**Exercise directions:** Return, copied in full, each row below that contains the string "image".

**Exercise materials:**
------------------------------------

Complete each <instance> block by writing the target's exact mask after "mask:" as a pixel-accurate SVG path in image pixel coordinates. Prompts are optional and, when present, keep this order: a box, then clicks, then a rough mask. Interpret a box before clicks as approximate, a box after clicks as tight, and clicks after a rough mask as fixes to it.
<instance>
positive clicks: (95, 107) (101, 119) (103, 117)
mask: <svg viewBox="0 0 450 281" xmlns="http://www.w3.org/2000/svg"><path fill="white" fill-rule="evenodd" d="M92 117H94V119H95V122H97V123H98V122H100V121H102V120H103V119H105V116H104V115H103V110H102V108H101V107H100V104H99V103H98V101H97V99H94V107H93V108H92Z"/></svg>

------------------------------------

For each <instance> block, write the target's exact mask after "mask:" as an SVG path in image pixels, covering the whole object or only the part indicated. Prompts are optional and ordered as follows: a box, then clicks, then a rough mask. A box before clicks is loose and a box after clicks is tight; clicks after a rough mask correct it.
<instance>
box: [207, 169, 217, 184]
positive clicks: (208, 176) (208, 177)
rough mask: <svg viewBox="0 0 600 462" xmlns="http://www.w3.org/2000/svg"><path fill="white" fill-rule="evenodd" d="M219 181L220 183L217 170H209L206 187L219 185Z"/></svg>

------------------------------------

**Task output:**
Complete each <instance> block by writing the target's exact mask after "mask:" as a pixel-accurate SVG path in image pixel coordinates. Prompts are optional and, when present, keep this order: a box, then clicks, then a rough mask. Interpret a box before clicks as approximate, a box after clicks as tight, and clicks after a rough mask as fixes to it.
For each <instance> block, write the target's exact mask after "mask:" as an SVG path in image pixels, covering the whole object or only the part indicated. Prompts are optional and ordered as follows: a box, then clicks, then a rough mask. A box before clicks is loose and a box after clicks is tight; clicks after a rough mask correct it.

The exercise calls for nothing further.